* **GIVEN EXERCISE 1**
Translate this sentence from the reply about the size_t conversion into Spanish: "Yes, I agree this probably has to be done incrementally."
* **GIVEN EXERCISE 2**
According to the reply about the size_t conversion, how many bytes is an 'unsigned long' in 64-bit Windows?
* **GIVEN EXERCISE 3**
In the reply about the size_t conversion, reproduce the passage starting at "- Any time that" and ending at "on this conversion.".

* **TEXT**
+===+

Re: [RFC] 'unsigned long' to 'size_t' conversion

Jeff King <peff@xxxxxxxx> · Wed, 6 Dec 2017 16:43:44 -0500

On Wed, Dec 06, 2017 at 10:08:23AM -0500, Derrick Stolee wrote:

> There are several places in Git where we refer to the size of an object by
> an 'unsigned long' instead of a 'size_t'. In 64-bit Linux, 'unsigned long'
> is 8 bytes, but in 64-bit Windows it is 4 bytes.
> 
> The main issue with this conversion is that large objects fail to load (they
> seem to hash and store just fine). For example, the following 'blob8gb' is
> an 8 GB file where the ith byte is equal to i % 256:

Yeah, I think there's widespread agreement that this needs fixing. It's
just big enough that nobody has tackled it. If you're willing, that
sounds great to me. ;)

> In my opinion, the correct thing to do would be to replace all 'unsigned
> long's that refer to an object size and replace them with 'size_t'. However,
> a simple "git grep 'unsigned long size'" reveals 194 results, and there are
> other permutations of names and pointer types all over.

Yep. I think it's actually even trickier than that, though. Something
like off_t is probably the right type for the abstract concept of an
object size, since objects can be larger than the address space (in
which case we'd generally hit streaming code paths when possible).

But then of course we'd want to use size_t for objects that we've
actually placed into a buffers. At first glance it might be OK to just
use a larger type everywhere, but I think that runs into some funny
situations. For instance, you would not want to pass an off_t to
xmalloc(), as it is truncated (which may lead to a too-small buffer and
then a heap-smashing overflow).

So in an ideal world it is something like:

  - abstract object types are always off_t

  - lower-level code that takes an object in a buffer always uses size_t

  - at the conversion point, we must always use xsize_t() to catch
    conversion problems.

  - Any time that xsize_t() might die is a place where the caller should
    probably figure out if it can use a streaming code path for large
    objects.

> This conversion would be a significant patch, so I wanted to get the
> community's thoughts on this conversion.
> 
> If there are small, isolated chunks that can be done safely, then this may
> be a good target for a first patch.

Yes, I agree this probably has to be done incrementally. The threads
Thomas linked might be good starting points. But do be careful with
incremental changes that you don't introduce any spots where we might
get a value mismatch that used to be consistently truncated. E.g., this
code is wrong but not a security problem:

  size_t full_len = strlen(src); /* ok */
  unsigned long len = full_len; /* possible truncation! */
  char *dst = xmalloc(len); /* buffer possibly smaller than full_len */
  memcpy(dst, src, len); /* copies truncated value */

But this has a vulnerability:

  memcpy(dst, src, full_len); /* whoops, buffer is too small! */

Obviously this is a stupid toy example, but in the real world things
like that "unsigned long" assignment happen via implicit conversion in
function parameters. Or we never have "full_len" in the first place, and
instead build it up over a series of operations that write into the
buffer. Etc.

I made a pass over the whole code-base a while back to fix any existing
problems and introduce helpers to make it harder to get this wrong
(e.g., by making sure a consistent value is used for allocating and
populating a buffer). So I _hope_ that it should be hard to accidentally
regress any code by switching out types. But it's something to be aware
of.

-Peff

+===+

* **DATA EXCERPT**
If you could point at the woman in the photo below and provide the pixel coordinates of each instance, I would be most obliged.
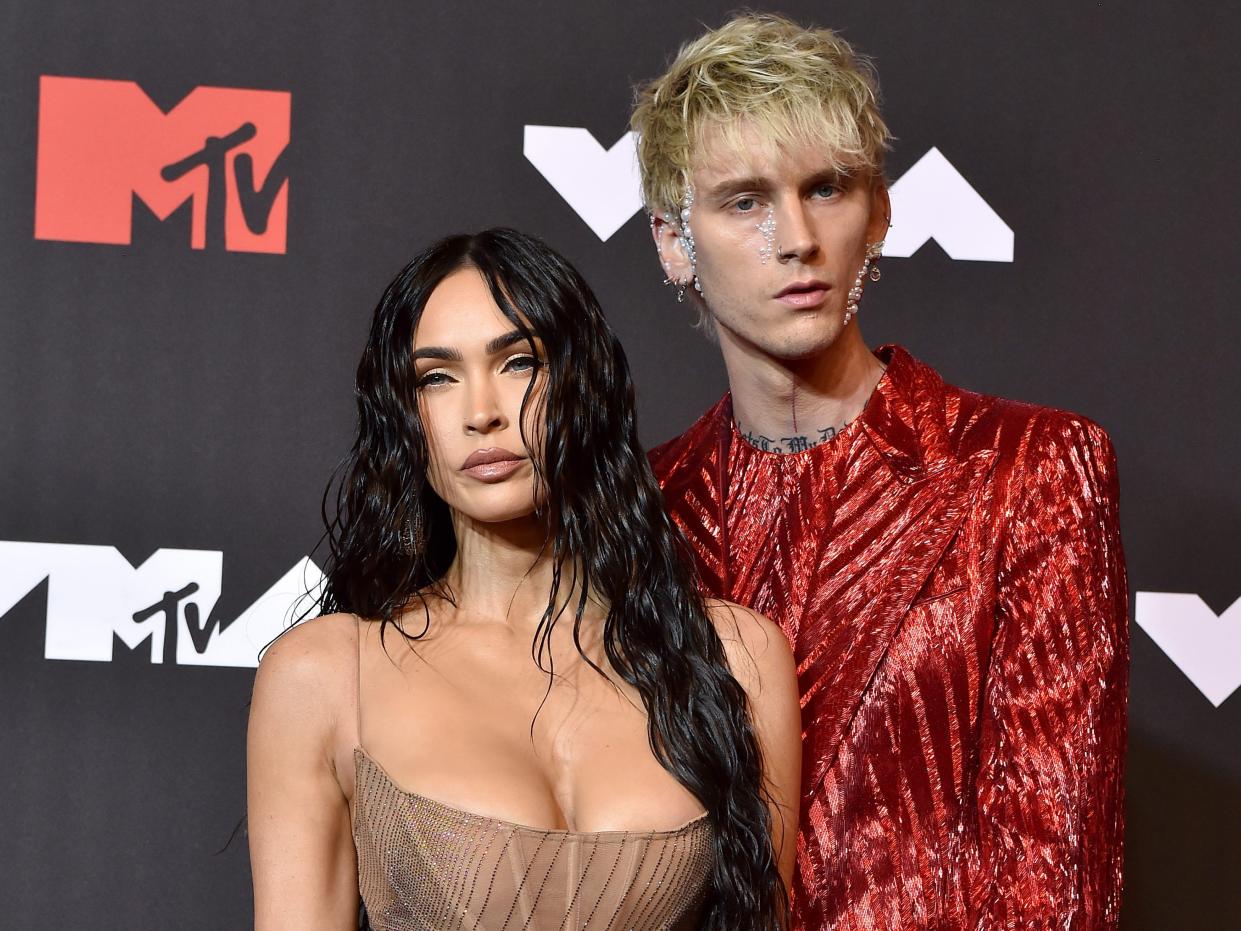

+===+

* **WRITTEN ANSWER 1**
Sí, estoy de acuerdo en que probablemente esto tiene que hacerse de forma incremental.

* **WRITTEN ANSWER 2**
It is 4 bytes.

* **WRITTEN ANSWER 3**
- Any time that xsize_t() might die is a place where the caller should
    probably figure out if it can use a streaming code path for large
    objects.

> This conversion would be a significant patch, so I wanted to get the
> community's thoughts on this conversion.